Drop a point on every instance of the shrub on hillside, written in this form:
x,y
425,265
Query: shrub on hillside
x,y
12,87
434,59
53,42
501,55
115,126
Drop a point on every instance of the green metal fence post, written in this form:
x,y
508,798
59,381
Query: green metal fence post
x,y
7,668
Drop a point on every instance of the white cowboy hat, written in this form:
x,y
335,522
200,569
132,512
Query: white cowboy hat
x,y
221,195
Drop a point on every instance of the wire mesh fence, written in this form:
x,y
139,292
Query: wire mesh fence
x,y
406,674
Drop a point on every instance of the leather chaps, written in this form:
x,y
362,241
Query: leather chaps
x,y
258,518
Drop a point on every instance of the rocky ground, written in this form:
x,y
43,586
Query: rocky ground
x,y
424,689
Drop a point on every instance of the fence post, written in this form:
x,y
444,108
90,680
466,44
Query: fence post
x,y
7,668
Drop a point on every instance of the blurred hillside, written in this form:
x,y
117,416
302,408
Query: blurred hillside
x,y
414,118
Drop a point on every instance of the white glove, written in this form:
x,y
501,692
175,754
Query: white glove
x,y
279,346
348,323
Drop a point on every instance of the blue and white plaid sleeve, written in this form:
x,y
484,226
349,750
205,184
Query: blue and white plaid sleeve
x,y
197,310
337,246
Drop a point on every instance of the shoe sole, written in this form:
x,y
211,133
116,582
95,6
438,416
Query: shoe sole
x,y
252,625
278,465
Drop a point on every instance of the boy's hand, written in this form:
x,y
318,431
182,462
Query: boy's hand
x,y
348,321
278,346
━━━━━━━━━━━━━━━━
• [Exercise instructions] Rewrite all the lines above as a Markdown table with the columns Row and Line, numbering each row and omitting blank lines.

• [Reply to the exercise]
| Row | Line |
|---|---|
| 1 | Drop a point on every instance of the shrub on hillside, written in this form: |
| 2 | x,y |
| 3 | 425,265 |
| 4 | Query: shrub on hillside |
| 5 | x,y |
| 6 | 12,87 |
| 7 | 434,59 |
| 8 | 53,42 |
| 9 | 501,55 |
| 10 | 115,126 |
| 11 | Drop a point on every instance of the green metal fence post, written in this form: |
| 12 | x,y |
| 13 | 508,798 |
| 14 | 59,381 |
| 15 | Query: green metal fence post |
| 16 | x,y |
| 17 | 7,668 |
| 18 | Drop a point on every instance of the white cowboy hat, written in this form: |
| 19 | x,y |
| 20 | 335,522 |
| 21 | 200,569 |
| 22 | 132,512 |
| 23 | Query: white cowboy hat |
| 24 | x,y |
| 25 | 221,195 |
| 26 | Drop a point on every instance of the wire mesh fence, written in this form: |
| 27 | x,y |
| 28 | 139,292 |
| 29 | Query: wire mesh fence |
| 30 | x,y |
| 31 | 406,674 |
| 32 | Drop a point on every instance of the leather chaps, written in this form: |
| 33 | x,y |
| 34 | 362,241 |
| 35 | Query: leather chaps |
| 36 | x,y |
| 37 | 258,518 |
| 38 | Drop a point on every instance of the rocky ground, written in this form: |
| 39 | x,y |
| 40 | 43,586 |
| 41 | Query: rocky ground |
| 42 | x,y |
| 43 | 424,689 |
| 44 | Drop a point on every instance of the fence post, written in this form: |
| 45 | x,y |
| 46 | 444,108 |
| 47 | 90,680 |
| 48 | 466,44 |
| 49 | Query: fence post |
| 50 | x,y |
| 51 | 7,668 |
| 52 | Drop a point on every instance of the blurred hillside, written in this form: |
| 53 | x,y |
| 54 | 117,416 |
| 55 | 302,408 |
| 56 | Query: blurred hillside |
| 57 | x,y |
| 58 | 414,118 |
| 59 | Drop a point on every instance of the white glove, written in this form: |
| 60 | x,y |
| 61 | 501,692 |
| 62 | 175,754 |
| 63 | Query: white glove |
| 64 | x,y |
| 65 | 279,346 |
| 66 | 348,323 |
| 67 | Drop a point on every instance of the blue and white plaid sleeve, written in this form: |
| 68 | x,y |
| 69 | 484,226 |
| 70 | 349,750 |
| 71 | 205,184 |
| 72 | Query: blue and white plaid sleeve |
| 73 | x,y |
| 74 | 197,310 |
| 75 | 337,246 |
| 76 | Drop a point on every instance of the shoe sole, written in this form: |
| 77 | x,y |
| 78 | 211,133 |
| 79 | 116,582 |
| 80 | 95,6 |
| 81 | 438,416 |
| 82 | Query: shoe sole |
| 83 | x,y |
| 84 | 252,625 |
| 85 | 278,465 |
| 86 | Drop a point on every instance of the boy's hand, written in this form: |
| 87 | x,y |
| 88 | 318,431 |
| 89 | 182,462 |
| 90 | Query: boy's hand |
| 91 | x,y |
| 92 | 348,321 |
| 93 | 278,346 |